DISCUSSION AND DECISION[1] I.

The trial court sustained Steven's motion to dismiss. It alleged:

1. Yvonne's complaint failed to state a cause of action upon which relief could be granted,

2. the court lacked both personal and subject-matter jurisdiction, and

3. the White Circuit Court was accorded improper jurisdiction to hear and decide plaintiff's complaint.

The granting of a motion to dismiss which disposes of all the parties and issues is a final, appealable order. State ex rel. Clay Community Schools v. Parke Circuit Court, (1979) 271 Ind. 266, 392 N.E.2d 804; England v. Dana Corp., (1970) 147 Ind. App. 279, 259 N.E.2d 433; Jose v. Indiana National Bank of Indianapolis, (1966) 139 Ind. App. 272, 218 N.E.2d 165. On appeal from an order granting a defendant's motion for involuntary dismissal, the reviewing court on appeal must determine whether, considering the evidence most favorable to the plaintiff, there was substantial evidence of probative value which would have sustained the material elements of the plaintiff's complaint. Stephenson v. Frazier, (1980) Ind. App., 399 N.E.2d 794, trans. den'd. 425 N.E.2d 73; Stath v. Williams, (1977) 174 Ind. App. 369, 367 N.E.2d 1120; Building Systems, Inc. v. Rochester Metal Products, Inc., (1976) 168 Ind. App. 12, 340 N.E.2d 791.

============

Using the court discussion, explain on what grounds Steven's motion to dismiss rested, in one to three sentences.

============

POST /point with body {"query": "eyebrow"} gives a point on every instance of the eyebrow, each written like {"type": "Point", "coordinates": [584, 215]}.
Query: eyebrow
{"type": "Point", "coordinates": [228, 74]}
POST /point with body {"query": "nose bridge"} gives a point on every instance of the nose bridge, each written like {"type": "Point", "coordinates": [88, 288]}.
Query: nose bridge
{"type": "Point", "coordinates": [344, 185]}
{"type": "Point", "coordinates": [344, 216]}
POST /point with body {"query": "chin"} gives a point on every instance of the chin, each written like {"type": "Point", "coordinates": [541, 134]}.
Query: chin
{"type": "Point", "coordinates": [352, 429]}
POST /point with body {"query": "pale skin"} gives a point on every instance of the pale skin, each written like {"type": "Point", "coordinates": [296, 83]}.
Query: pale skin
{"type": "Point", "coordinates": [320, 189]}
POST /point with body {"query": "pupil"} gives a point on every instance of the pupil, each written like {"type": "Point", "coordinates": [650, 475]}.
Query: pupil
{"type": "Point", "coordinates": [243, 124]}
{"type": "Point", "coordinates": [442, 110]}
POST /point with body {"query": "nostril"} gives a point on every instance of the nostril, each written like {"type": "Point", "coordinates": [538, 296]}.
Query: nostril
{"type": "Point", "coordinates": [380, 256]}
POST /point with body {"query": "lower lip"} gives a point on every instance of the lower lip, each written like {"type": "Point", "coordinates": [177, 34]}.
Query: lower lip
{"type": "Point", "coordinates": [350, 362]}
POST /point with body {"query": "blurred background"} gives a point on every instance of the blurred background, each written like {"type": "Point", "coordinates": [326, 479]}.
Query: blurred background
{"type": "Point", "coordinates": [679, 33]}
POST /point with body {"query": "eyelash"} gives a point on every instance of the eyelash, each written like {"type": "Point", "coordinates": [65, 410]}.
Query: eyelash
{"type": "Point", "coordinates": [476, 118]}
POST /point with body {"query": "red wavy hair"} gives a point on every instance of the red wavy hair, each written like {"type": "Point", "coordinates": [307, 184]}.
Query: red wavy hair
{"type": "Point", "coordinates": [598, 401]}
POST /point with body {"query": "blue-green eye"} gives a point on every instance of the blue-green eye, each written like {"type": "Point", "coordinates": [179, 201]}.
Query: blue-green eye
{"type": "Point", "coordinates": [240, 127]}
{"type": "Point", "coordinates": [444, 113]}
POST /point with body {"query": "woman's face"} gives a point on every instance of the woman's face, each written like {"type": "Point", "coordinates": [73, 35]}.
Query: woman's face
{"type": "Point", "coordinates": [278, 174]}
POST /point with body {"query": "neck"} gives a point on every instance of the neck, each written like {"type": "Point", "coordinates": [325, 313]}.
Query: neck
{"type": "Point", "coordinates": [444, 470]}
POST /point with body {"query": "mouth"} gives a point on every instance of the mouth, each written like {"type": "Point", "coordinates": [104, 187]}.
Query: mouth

============

Solution below — The motion alleged that Yvonne's complaint failed to state a cause of action on which relief could be granted and that the court lacked both personal and subject-matter jurisdiction. It also alleged that the White Circuit Court was accorded improper jurisdiction to hear and decide the complaint.